Write out the material below again, swapping every "thickest part" for "widest part" and leaving all else as it is.
>> start Data
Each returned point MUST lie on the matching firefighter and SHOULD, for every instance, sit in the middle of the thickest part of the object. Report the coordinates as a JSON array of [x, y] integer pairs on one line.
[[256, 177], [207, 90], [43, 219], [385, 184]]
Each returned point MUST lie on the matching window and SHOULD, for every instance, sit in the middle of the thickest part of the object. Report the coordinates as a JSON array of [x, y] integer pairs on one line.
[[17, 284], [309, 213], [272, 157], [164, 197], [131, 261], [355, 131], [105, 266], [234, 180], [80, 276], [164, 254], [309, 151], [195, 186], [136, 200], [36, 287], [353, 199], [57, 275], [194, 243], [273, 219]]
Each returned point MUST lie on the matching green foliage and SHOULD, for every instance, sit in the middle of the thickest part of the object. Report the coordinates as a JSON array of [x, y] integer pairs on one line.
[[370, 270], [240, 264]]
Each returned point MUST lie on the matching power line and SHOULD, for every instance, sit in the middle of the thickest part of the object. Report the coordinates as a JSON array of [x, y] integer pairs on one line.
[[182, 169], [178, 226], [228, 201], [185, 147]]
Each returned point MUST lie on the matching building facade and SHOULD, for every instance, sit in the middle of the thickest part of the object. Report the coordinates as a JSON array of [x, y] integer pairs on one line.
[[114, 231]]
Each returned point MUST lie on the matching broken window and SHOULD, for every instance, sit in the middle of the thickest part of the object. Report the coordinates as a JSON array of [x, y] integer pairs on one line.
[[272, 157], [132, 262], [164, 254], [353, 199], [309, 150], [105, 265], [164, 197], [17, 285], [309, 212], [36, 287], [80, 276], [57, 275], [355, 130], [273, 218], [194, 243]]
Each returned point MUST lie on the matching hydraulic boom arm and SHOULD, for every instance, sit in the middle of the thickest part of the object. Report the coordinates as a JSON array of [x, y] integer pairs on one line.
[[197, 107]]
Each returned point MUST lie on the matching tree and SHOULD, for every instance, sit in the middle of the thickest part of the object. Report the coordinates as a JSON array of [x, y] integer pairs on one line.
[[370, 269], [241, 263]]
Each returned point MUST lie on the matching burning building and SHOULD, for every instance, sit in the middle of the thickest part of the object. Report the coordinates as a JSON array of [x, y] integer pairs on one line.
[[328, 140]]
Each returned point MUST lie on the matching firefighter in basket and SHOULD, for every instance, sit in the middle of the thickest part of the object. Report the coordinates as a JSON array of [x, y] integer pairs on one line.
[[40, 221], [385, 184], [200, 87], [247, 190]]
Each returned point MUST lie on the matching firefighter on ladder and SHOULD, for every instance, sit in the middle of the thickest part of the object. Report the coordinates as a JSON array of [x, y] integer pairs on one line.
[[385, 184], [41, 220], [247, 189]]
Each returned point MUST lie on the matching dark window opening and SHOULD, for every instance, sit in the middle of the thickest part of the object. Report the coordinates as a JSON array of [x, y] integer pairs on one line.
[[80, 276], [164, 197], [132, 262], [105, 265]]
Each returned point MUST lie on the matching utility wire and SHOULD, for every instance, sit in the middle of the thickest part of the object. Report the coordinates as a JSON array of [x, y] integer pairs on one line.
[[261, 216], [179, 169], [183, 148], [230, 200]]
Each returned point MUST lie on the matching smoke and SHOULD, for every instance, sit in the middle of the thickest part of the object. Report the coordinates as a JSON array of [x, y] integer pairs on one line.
>> end Data
**Answer in full**
Each returned point MUST lie on the matching firefighter and SHOULD, for every instance, sit in the middle of the widest part of the object. Report the coordinates as a JSON array of [x, y] integer pairs on one line.
[[256, 177], [207, 90], [43, 219], [385, 184]]
Each returned point MUST lie on the matching window and SHOULD, for every instance, sit in the middle of the widest part of the object. Report the coordinates as a JSON array of [x, y] integer pairs on one line.
[[17, 284], [309, 213], [272, 157], [164, 197], [131, 261], [355, 131], [105, 266], [234, 180], [80, 276], [164, 254], [309, 151], [195, 186], [136, 200], [36, 287], [353, 199], [57, 275], [194, 243], [273, 219]]
Each returned point MUST lie on the matching green foliage and SHOULD, for every instance, sit in the middle of the widest part of the object. Report the coordinates as a JSON array of [x, y] integer pairs on one line.
[[370, 270], [240, 264]]
Each returned point MUST lie on the matching power line and SHOULD, for every instance, sit in the middle of the widest part of the object. Report the coordinates as a JSON array of [x, y] integer pairs on one line.
[[182, 169], [178, 226], [228, 201], [185, 147]]
Each returned point MUST lie on the matching building facade and SHOULD, for every instance, sit in the middle of the widest part of the object. Report the coordinates as a JSON array of [x, y] integer pairs on one line.
[[114, 231]]
Each returned point MUST lie on the matching broken window and SHOULD, for every instance, sit in the middle of the widest part of the object. Report the coordinates as a JSON array of [x, y] integer pairs on one line.
[[272, 157], [132, 262], [164, 254], [353, 199], [309, 150], [105, 265], [164, 197], [17, 285], [309, 212], [36, 287], [80, 276], [57, 275], [355, 130], [273, 218], [194, 243]]
Each returned point MUST lie on the matching hydraulic boom arm and SHOULD, for every instance, sit in the middle of the widest part of the object. Report the coordinates as a JSON array of [x, y] integer pairs on one line.
[[197, 107]]
Each returned point MUST lie on the matching tree and SHOULD, for every instance, sit in the middle of the widest part of the object. Report the coordinates as a JSON array of [x, y] integer pairs on one line.
[[370, 269], [241, 263]]
Each returned point MUST lie on the matching burning building and SHOULD, for every instance, sit in the middle of the widest part of the object. Report the coordinates as a JSON array of [x, y] integer pairs on one line.
[[328, 140]]
Each returned point MUST lie on the matching firefighter in basket and SHOULD, for every instance, sit in the middle of the widest part of the object. Report the coordinates as a JSON array of [x, y] integer pairs on one line.
[[40, 221], [385, 184], [200, 87], [247, 190]]
Each returned point MUST lie on the matching firefighter on ladder and SHOULD, for every instance, sit in the middle of the widest part of the object. Report the coordinates as a JSON array of [x, y] integer pairs on one line.
[[385, 184], [41, 220], [247, 189]]
Each returned point MUST lie on the matching dark window opening and SHOULD, for every instance, sit in the middle of the widest part of the object. Report the coordinates as a JSON array of [x, y] integer pairs on one line.
[[80, 276], [164, 197], [132, 262], [105, 265]]
Each returned point MUST lie on the matching utility wire and SHOULD, for every instance, sit in the middle of the widest part of the object. Report the coordinates as a JSON array of [x, y] integer pairs on one line.
[[261, 216], [179, 169], [183, 148], [230, 200]]
Each returned point MUST lie on the matching smoke and SHOULD, for every instance, sit in the middle of the widest part of the object. Report the coordinates as a JSON array of [x, y] integer pairs on one line.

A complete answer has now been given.